## Assigned task
Restate each entry below word for word, without skipping any.

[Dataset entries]
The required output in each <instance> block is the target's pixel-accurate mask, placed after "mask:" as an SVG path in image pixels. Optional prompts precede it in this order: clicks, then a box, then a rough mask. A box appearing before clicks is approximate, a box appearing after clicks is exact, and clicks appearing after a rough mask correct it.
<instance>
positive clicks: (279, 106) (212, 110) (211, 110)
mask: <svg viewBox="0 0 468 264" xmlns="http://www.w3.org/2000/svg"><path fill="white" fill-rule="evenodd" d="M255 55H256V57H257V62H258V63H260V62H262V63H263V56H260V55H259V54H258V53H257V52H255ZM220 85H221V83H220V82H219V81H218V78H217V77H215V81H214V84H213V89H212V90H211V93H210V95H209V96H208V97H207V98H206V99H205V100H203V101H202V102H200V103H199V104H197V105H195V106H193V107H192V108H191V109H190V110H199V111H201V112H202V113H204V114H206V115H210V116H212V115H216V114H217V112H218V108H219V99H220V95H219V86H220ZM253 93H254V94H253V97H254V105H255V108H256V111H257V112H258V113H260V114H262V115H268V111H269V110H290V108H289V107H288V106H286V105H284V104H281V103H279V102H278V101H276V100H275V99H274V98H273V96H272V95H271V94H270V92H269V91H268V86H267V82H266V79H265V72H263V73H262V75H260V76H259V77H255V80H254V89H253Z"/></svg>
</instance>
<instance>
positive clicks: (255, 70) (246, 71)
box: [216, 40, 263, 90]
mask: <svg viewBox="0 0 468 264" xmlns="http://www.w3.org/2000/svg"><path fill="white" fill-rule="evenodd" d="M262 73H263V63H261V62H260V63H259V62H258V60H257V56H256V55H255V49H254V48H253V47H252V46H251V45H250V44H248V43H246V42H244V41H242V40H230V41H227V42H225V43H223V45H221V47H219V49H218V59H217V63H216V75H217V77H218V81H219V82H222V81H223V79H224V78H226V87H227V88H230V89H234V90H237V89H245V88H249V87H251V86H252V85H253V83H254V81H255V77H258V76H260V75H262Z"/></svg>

## Reply to the exercise
The required output in each <instance> block is the target's pixel-accurate mask, placed after "mask:" as an SVG path in image pixels. Optional prompts precede it in this order: clicks, then a box, then a rough mask. A box appearing before clicks is approximate, a box appearing after clicks is exact, and clicks appearing after a rough mask correct it.
<instance>
positive clicks: (279, 106) (212, 110) (211, 110)
mask: <svg viewBox="0 0 468 264" xmlns="http://www.w3.org/2000/svg"><path fill="white" fill-rule="evenodd" d="M255 55H256V57H257V62H258V63H260V62H262V63H263V56H260V55H259V54H258V53H257V52H255ZM220 85H221V83H220V82H219V81H218V78H217V77H215V81H214V84H213V89H212V90H211V93H210V95H209V96H208V97H207V98H206V99H205V100H203V101H202V102H200V103H199V104H197V105H195V106H193V107H192V108H191V109H190V110H199V111H201V112H202V113H204V114H206V115H210V116H212V115H216V114H217V112H218V108H219V99H220V95H219V86H220ZM253 93H254V94H253V97H254V105H255V108H256V111H257V112H258V113H260V114H262V115H268V111H269V110H290V108H289V107H288V106H286V105H284V104H281V103H279V102H278V101H276V100H275V99H274V98H273V96H272V95H271V94H270V92H269V91H268V86H267V82H266V79H265V72H263V73H262V75H260V76H259V77H255V80H254V89H253Z"/></svg>
</instance>
<instance>
positive clicks: (255, 70) (246, 71)
box: [216, 40, 263, 90]
mask: <svg viewBox="0 0 468 264" xmlns="http://www.w3.org/2000/svg"><path fill="white" fill-rule="evenodd" d="M262 73H263V63H261V62H260V63H259V62H258V60H257V56H256V55H255V49H254V48H253V47H252V46H251V45H250V44H248V43H246V42H244V41H242V40H230V41H227V42H225V43H223V45H221V47H219V49H218V59H217V63H216V75H217V77H218V81H219V82H222V81H223V79H224V78H226V87H227V88H230V89H234V90H237V89H245V88H249V87H251V86H252V85H253V83H254V81H255V77H258V76H260V75H262Z"/></svg>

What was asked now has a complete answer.